● **Consigne**
D'après le texte sur les Mille et une nuits, quelle part des manuscrits de la littérature médiane a été publiée à ce jour ?

● **Texte**
◆ ◆ ◆ ◆ ◆ ◆ ◆

Les sources des Mille et une nuits, la littérature médiane et leur rôle dans l’islam

La majorité des textes des Mille et une nuits ainsi que les livres du même genre demeurent en l’état de manuscrits inédits. Il s’agit de rendre cette littérature, qui n’est ni populaire ni savante mais médiane, accessible le plus largement et, à sa lumière, mieux comprendre la complexité de la civilisation de l’islam médiéval qui l’a produite.

La partition de la littérature arabe médiévale et ses fonctions

Les sources manuscrites inédites des Mille et une nuits appartiennent à une littérature médiane, qui, à côté des littératures savante et populaire, permet de mieux comprendre la complexité de la société de l’islam médiéval et de sa production culturelle. Actuellement, seule une infime partie des manuscrits de la littérature médiane a été publiée (moins de 5%). Il s’agit donc de faire reconnaître l’importance de cette catégorie littéraire inédite, de grouper en un seul lieu les copies de tous les textes qui appartiennent à la littérature médiane, y compris les Mille et une nuits, afin de les rendre accessibles au public et, par l’analyse de leur contenu, de proposer une autres vision de la société de l’islam médiéval, puisque celle-ci, pourtant réputée conservatrice, a permis l’apparition d’une vaste littérature de distraction souvent irrespectueuse et subversive.

Dans un premier temps, nous avons réuni toutes les références des sources des Mille et une nuits qui ont été publiées par des spécialistes (H. Zotenberg, D. B. Macdonald, M. Mahdi, H. Grotzfeld) puis nous les avons complétées par un long travail de prospection des catalogues des grandes bibliothèques du monde, de Rabat à Yale ; une fois établie la liste des textes des Nuits et des autres ouvrages du même genre (littérature médiane), nous avons entrepris d’en acquérir des copies en commençant par les textes les plus importants, qui sont aussi souvent les plus anciens (mais pas toujours). Dans un deuxième temps, nous nous sommes mis à subdiviser les (copies des) manuscrits obtenus par conte et à grouper ensemble les différentes versions d’un même conte afin de les comparer avec les versions savantes et populaires qui utilisent le même schéma narratif (la même structure), puis de les classer. La nature d’un manuscrit ou d’un conte donnés et les variations qui y sont introduites apportent des informations précieuses sur le contexte de leur élaboration et les représentations sociales en jeu, en l’occurrence ceux d’une certaine composante sociale de l’islam médiéval. La liste des manuscrits, leur contenu et les différentes versions des contes seront fournis dans une base de données.

◆ ◆ ◆ ◆ ◆ ◆ ◆

● **Extrait des données**
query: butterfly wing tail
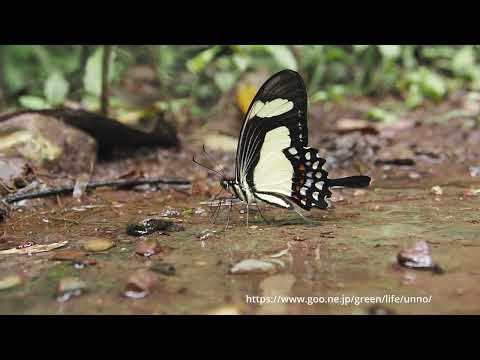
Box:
[328,176,371,188]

◆ ◆ ◆ ◆ ◆ ◆ ◆

● **Réponse**
Seulement une infime partie, moins de 5 %.